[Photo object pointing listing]

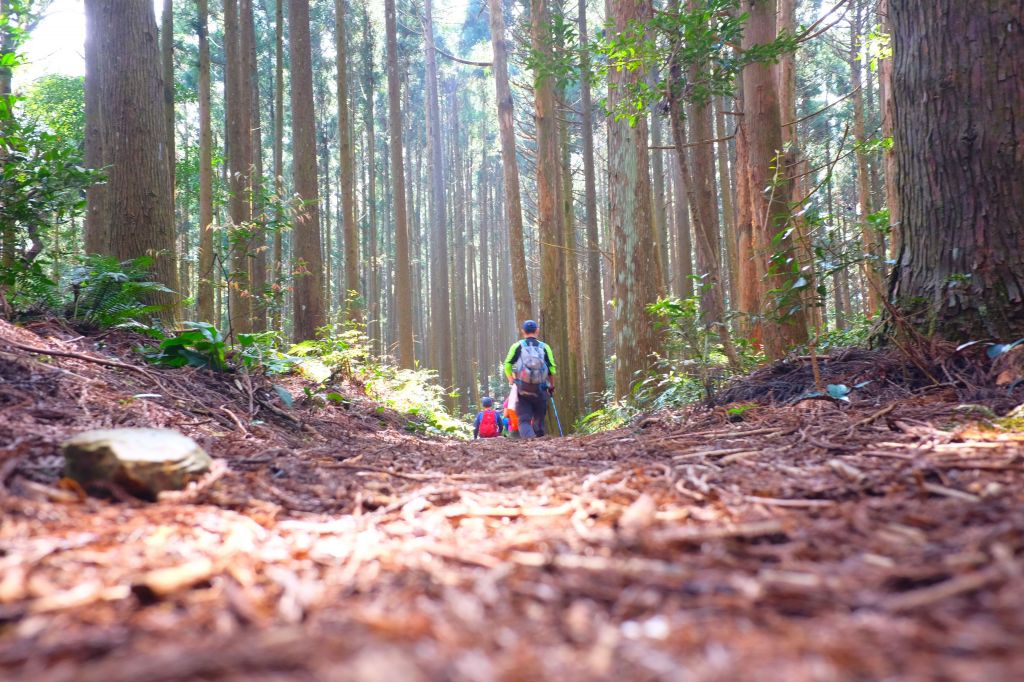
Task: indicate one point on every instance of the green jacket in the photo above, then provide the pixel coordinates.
(513, 355)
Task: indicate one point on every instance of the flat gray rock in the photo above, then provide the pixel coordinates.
(143, 462)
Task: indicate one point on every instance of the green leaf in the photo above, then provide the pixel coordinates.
(285, 395)
(838, 391)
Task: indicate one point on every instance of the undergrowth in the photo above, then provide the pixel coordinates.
(693, 368)
(340, 354)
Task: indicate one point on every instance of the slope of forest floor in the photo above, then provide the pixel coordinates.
(812, 541)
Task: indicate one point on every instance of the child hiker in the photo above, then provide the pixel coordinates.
(487, 423)
(511, 419)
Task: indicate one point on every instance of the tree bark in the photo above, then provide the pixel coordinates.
(239, 163)
(886, 97)
(402, 284)
(257, 248)
(440, 312)
(205, 294)
(594, 297)
(140, 210)
(726, 189)
(637, 264)
(513, 209)
(553, 313)
(594, 327)
(351, 236)
(785, 324)
(958, 97)
(308, 268)
(369, 122)
(97, 218)
(869, 237)
(751, 262)
(279, 165)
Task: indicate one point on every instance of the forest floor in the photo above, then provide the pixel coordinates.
(809, 541)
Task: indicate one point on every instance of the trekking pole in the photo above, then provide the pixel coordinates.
(557, 421)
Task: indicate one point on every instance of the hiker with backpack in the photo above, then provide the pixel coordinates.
(487, 423)
(529, 367)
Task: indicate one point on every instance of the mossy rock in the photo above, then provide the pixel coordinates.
(143, 462)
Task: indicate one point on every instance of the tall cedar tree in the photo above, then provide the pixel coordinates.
(549, 217)
(402, 283)
(440, 309)
(139, 211)
(506, 128)
(239, 164)
(594, 325)
(868, 235)
(257, 243)
(308, 261)
(770, 187)
(637, 265)
(958, 97)
(205, 298)
(347, 153)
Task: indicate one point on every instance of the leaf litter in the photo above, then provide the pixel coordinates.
(808, 541)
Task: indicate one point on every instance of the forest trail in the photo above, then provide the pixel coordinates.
(806, 543)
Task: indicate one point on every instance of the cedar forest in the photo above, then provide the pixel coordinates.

TASK OBJECTIVE
In the stretch of the listing from the line containing "Task: indicate one point on every instance of the forest trail" through the end of the listing, swap "instance" for "occurrence" and leave everything else unchanged. Return only those lines.

OUTPUT FOR THIS EXERCISE
Task: indicate one point on every occurrence of the forest trail in the photo above, then provide the pixel coordinates.
(806, 543)
Task: indicate one point on every occurrence of the cedar forest in the photo above, then provide the pixel coordinates.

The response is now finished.